Your objective. Count the lines in the rows below that contain the string "query", treating uppercase and lowercase as different. Reply with the number alone.

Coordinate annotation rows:
* START *

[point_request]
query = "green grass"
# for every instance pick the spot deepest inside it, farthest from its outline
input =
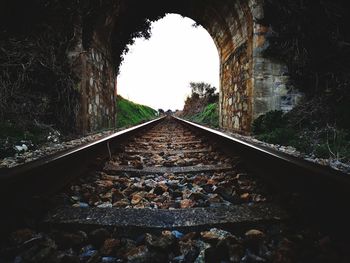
(209, 116)
(321, 141)
(130, 113)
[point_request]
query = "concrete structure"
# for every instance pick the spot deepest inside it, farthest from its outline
(251, 84)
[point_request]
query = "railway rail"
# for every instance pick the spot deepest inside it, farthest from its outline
(173, 191)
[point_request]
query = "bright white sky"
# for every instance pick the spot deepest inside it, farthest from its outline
(157, 72)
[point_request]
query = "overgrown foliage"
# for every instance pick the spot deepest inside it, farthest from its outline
(36, 82)
(202, 105)
(209, 116)
(282, 128)
(313, 38)
(130, 113)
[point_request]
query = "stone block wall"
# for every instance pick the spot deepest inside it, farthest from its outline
(100, 90)
(251, 83)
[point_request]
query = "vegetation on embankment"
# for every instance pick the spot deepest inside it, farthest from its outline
(317, 55)
(202, 105)
(130, 113)
(208, 116)
(312, 136)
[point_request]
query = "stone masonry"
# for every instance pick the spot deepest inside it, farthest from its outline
(251, 84)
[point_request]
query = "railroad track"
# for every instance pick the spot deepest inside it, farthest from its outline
(170, 191)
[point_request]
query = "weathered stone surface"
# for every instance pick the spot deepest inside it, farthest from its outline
(250, 84)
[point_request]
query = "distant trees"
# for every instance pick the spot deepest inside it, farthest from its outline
(202, 94)
(203, 90)
(161, 112)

* END *

Response to this exercise. 11